SOURCE EXTRACT:

After two hours, the UGTT regional bureau announced the end of the demonstration. Some youth wanted to storm the wilaya, but the UGTT activists dissuaded them. All of a sudden, the BOP started launching teargas. The crowd panicked and people fled in different directions. The BOP then followed us in the streets, firing teargas, first in the air and then directly and horizontally on people.”
Human Rights Watch spoke with 12 witnesses, some of them protesters, who gave consistent accounts of the riot police firing birdshot at close range, including toward the upper part of the body, throughout the first two days of the protests. Some protesters alleged that police shot them from behind while they were escaping and could not represent any danger to the police.
The hospital in Siliana registered 210 people injured as a result of birdshot, with 20 cases of eye injury. All eye injury cases were transferred to hospitals in Tunis, the capital.
Human Rights Watch found evidence of the use of both rubber and lead birdshot pellets. While rubber pellets are classified as a type of “less lethal” ammunition, they can cause serious physical injury, particularly to the eyes.
Prime Minister Hamadi Jebali, at a news conference on 29 November, said that the police used teargas and birdshot in response to the “protesters’ throwing of stones, Molotov cocktails, burning of state institutions, and damaging of public establishments.” He also said the police forces did not have any other choice to defend themselves and the public institutions.
At the news conference, Jebali announced creation of an “independent commission of inquiry that will look into the use of violence by all parties” to determine the responsibility both for burning and damaging state institutions and for wounding protesters.

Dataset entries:
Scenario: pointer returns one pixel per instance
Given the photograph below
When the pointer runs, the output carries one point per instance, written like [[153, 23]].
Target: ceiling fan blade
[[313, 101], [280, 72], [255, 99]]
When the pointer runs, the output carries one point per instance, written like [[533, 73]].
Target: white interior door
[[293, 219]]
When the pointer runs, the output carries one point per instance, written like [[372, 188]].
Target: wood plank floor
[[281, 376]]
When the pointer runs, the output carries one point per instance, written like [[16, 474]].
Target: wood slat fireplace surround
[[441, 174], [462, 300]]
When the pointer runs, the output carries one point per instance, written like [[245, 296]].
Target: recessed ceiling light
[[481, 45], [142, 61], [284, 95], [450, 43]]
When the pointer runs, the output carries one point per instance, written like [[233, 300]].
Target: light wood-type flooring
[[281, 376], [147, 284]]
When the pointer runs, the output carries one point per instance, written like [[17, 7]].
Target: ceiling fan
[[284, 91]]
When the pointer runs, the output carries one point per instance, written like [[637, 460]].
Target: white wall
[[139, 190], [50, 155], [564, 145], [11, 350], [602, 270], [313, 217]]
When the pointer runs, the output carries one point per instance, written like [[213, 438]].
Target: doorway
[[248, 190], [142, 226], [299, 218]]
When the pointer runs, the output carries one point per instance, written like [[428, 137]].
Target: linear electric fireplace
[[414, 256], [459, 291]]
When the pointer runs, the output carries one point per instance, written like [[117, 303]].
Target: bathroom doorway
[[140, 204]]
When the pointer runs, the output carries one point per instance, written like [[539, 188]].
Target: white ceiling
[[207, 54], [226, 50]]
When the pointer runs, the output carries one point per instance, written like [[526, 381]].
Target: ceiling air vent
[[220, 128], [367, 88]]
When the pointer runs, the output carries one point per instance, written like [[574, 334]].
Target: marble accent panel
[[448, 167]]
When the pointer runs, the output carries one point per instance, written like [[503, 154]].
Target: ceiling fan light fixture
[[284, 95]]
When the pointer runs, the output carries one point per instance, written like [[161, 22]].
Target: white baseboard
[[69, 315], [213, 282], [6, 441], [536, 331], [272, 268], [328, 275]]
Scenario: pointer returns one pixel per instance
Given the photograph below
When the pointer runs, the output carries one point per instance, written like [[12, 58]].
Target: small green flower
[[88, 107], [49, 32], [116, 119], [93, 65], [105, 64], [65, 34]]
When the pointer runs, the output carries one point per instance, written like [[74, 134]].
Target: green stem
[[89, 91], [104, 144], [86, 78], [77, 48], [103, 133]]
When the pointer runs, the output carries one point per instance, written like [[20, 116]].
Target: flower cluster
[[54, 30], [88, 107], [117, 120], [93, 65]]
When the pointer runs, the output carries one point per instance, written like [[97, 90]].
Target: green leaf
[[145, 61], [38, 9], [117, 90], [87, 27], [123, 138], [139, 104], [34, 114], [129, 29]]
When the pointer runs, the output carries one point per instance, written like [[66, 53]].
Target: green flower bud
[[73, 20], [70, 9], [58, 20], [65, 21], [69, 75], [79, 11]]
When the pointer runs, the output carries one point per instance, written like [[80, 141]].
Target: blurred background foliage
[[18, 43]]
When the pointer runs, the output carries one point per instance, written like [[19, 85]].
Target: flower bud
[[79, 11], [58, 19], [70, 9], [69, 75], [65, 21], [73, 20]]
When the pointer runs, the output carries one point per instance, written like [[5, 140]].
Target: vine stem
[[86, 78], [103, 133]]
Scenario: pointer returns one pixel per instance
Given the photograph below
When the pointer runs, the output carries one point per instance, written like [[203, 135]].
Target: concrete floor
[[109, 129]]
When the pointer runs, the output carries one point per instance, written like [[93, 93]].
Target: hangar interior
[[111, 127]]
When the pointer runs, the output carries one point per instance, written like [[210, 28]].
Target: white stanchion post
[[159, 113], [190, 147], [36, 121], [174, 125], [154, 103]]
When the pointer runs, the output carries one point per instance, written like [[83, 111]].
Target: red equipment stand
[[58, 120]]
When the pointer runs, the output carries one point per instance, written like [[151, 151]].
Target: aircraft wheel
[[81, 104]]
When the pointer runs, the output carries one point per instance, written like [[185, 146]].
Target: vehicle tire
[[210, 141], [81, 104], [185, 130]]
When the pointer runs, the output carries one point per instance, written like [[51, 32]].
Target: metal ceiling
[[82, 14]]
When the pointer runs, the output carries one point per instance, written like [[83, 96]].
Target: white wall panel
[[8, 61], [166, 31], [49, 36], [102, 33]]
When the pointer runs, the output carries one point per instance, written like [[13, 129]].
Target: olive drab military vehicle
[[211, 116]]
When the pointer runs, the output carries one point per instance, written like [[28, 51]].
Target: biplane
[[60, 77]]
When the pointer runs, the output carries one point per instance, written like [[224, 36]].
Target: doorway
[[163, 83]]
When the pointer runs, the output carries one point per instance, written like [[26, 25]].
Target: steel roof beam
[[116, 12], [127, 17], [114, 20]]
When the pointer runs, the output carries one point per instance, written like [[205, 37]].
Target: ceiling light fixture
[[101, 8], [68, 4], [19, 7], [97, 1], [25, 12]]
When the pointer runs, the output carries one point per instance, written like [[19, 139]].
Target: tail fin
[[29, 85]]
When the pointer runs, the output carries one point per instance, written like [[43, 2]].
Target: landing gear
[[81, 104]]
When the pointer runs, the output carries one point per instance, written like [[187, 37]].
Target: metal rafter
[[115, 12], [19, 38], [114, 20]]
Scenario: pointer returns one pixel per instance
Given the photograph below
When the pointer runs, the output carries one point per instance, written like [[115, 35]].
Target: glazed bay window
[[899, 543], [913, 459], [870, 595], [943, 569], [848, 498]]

==

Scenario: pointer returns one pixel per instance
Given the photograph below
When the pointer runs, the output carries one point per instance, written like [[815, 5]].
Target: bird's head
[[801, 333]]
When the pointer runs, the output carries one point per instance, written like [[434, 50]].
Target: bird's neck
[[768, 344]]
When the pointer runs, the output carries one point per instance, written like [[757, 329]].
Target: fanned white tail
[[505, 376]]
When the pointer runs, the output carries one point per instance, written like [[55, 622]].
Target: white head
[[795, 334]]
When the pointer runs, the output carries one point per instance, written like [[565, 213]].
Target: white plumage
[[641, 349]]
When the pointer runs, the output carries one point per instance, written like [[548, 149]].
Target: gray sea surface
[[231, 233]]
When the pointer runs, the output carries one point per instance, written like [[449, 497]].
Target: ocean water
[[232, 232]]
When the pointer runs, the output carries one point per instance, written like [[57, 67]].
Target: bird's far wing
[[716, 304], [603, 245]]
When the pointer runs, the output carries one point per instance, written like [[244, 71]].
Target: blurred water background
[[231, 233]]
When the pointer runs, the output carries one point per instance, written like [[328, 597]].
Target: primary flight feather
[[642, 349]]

LIST OF TASKS:
(a) According to the report on the Siliana protests, how many people did the hospital in Siliana register as injured by birdshot?
(b) Decide whether each statement agrees with the report on the Siliana protests. Answer yes or no for each and quote the words that decide it.
(i) Human Rights Watch spoke with 12 witnesses.
(ii) The eye injury cases were treated at the hospital in Siliana.
(iii) At the news conference, Jebali announced an independent commission of inquiry.
(c) Extend the report on the Siliana protests, picking up after its final sentence.

RESPONSES TO THE EXERCISE:
(a) 210 people.

(b)
(i) Yes: "Human Rights Watch spoke with 12 witnesses"
(ii) No: "All eye injury cases were transferred to hospitals in Tunis, the capital."
(iii) Yes: "Jebali announced creation of an “independent commission of inquiry"

(c)
The commission of inquiry should make all necessary efforts to obtain relevant testimony from protesters and other witnesses, as well as participating security forces, Human Rights Watch said. Its conclusions and recommendations on the use of force should be in accordance with Tunisian law and with international norms, especially the United Nations Basic Principles on the Use of Force and Firearms by Law Enforcement Officials.
The UN Basic Principles on the Use of Force and Firearms provide that law enforcement officials “shall, as far as possible, apply nonviolent means before resorting to the use of force” and may use force “only if other means remain ineffective.” When the use of force is unavoidable, law enforcement officials must “exercise restraint in such use and act in proportion to the seriousness of the offence.”
Tunisia’s Law 69-4 of 24 January 24 1969, regulating public meetings, processions, parades, public gatherings, and assemblies, tightly regulates the use of firearms by law enforcement officers in articles 20 to 22. The law says they may resort to firearms only if there is no other means to defend “the places they occupy, the buildings they are protecting, or the positions or persons they are assigned to guard, or if the resistance cannot be mitigated by any means other than the use of arms.”
If the protesters “refuse to disperse” in spite of warnings, law enforcement officers are to use the following procedures to disperse them: (1) Water guns or strikes with police clubs; (2) Teargas; (3) Firing into the air; (4) Firing above the heads of the protesters; (5) Firing toward their legs.
Only if “the protesters try to achieve their goal by force despite having used all of these means,” then “the security agents will fire directly on them.”
“The information uncovered so far from Siliana suggests the police fired directly at protesters in situations in which the conditions specified under Tunisian law were not met,” Goldstein said. “Just because riot police used birdshot rather than live ammunition doesn’t exempt them from meeting those conditions because birdshot can cause serious injuries if it hits the upper body at short range.”